**Your goal:**
Every line from the top of the material through the line holding "# mark a point on every instance of the open" should be copied exactly, and only those lines.

□ □ □ □ □

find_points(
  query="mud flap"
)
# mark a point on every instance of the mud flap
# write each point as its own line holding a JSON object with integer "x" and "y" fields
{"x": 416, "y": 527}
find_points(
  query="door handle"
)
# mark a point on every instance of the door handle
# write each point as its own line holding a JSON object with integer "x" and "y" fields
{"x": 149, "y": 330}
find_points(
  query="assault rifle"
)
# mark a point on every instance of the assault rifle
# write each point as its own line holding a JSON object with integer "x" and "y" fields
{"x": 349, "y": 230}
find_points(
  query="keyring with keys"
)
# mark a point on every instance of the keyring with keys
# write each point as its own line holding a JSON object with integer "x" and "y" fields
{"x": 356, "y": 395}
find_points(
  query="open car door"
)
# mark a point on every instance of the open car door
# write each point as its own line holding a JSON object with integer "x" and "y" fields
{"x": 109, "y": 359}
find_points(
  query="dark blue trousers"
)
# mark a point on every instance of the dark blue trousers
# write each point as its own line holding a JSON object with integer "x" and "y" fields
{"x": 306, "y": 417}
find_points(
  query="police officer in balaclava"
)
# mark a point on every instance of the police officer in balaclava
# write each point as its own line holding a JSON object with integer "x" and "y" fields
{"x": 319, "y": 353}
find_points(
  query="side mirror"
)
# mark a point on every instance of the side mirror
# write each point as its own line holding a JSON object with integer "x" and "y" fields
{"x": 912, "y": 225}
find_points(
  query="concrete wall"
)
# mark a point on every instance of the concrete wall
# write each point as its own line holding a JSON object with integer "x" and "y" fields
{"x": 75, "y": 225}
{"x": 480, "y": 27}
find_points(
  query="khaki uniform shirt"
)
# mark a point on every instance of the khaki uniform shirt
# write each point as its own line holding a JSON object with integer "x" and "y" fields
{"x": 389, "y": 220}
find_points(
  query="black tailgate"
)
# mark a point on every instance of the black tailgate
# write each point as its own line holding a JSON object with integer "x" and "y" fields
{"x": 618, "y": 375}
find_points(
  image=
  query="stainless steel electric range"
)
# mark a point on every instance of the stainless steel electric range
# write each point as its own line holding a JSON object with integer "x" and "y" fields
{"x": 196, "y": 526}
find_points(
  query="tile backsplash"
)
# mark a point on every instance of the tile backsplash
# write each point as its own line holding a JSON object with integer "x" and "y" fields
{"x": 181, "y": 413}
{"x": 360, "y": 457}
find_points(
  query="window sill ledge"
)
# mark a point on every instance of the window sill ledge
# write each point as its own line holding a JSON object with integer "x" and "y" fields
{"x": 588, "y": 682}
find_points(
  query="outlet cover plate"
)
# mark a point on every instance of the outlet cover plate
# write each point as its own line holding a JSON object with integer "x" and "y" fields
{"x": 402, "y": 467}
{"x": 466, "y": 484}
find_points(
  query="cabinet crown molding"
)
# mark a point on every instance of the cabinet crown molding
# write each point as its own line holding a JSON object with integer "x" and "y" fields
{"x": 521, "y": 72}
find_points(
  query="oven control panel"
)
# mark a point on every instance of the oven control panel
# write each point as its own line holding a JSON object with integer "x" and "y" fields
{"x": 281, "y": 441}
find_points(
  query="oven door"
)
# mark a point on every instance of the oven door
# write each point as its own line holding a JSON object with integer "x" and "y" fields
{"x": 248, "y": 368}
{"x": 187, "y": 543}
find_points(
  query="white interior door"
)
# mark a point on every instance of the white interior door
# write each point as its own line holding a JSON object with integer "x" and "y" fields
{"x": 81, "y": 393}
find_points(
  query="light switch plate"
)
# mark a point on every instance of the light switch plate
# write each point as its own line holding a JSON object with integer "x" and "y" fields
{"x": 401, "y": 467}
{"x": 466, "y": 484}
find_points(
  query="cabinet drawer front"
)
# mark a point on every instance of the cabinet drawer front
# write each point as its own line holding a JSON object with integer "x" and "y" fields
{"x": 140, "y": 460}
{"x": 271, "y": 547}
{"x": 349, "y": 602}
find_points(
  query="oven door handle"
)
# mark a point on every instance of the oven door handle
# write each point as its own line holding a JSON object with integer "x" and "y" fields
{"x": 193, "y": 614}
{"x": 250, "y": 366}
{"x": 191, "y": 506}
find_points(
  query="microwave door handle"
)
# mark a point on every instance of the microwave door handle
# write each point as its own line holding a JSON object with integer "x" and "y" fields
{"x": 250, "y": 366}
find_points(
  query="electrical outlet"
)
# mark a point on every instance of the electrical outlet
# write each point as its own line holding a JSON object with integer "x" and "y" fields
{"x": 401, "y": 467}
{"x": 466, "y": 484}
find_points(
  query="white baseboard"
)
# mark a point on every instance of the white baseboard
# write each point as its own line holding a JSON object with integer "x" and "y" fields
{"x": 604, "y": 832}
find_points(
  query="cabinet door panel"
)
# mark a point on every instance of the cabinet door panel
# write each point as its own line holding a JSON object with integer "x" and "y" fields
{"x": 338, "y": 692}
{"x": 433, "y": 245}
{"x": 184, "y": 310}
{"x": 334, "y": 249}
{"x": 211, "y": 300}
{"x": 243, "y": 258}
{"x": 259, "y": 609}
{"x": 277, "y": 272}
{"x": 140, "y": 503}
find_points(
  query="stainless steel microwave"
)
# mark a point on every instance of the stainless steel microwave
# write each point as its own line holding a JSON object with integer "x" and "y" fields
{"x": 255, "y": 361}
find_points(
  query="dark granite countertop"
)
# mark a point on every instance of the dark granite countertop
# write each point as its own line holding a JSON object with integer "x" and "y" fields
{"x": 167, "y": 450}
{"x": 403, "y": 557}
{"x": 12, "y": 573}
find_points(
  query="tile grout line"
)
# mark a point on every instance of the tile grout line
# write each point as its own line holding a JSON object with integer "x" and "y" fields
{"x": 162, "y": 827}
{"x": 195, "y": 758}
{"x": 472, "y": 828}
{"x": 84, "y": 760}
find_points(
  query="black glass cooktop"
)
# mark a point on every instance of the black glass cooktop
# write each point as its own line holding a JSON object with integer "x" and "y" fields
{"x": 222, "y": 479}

□ □ □ □ □

**Written response:**
find_points(
  query="mud flap"
)
# mark a point on every instance of the mud flap
# write each point as its own line holding a JSON object with integer "x" and "y" fields
{"x": 416, "y": 527}
find_points(
  query="door handle"
)
# mark a point on every instance of the door handle
# write each point as its own line holding a JSON object with integer "x" and "y" fields
{"x": 149, "y": 330}
find_points(
  query="assault rifle"
)
# mark a point on every instance of the assault rifle
# write each point as its own line holding a JSON object with integer "x" and "y" fields
{"x": 349, "y": 230}
find_points(
  query="keyring with keys"
)
# mark a point on every instance of the keyring with keys
# write each point as its own line holding a JSON object with integer "x" and "y" fields
{"x": 356, "y": 395}
find_points(
  query="open car door"
)
# mark a point on every instance of the open car door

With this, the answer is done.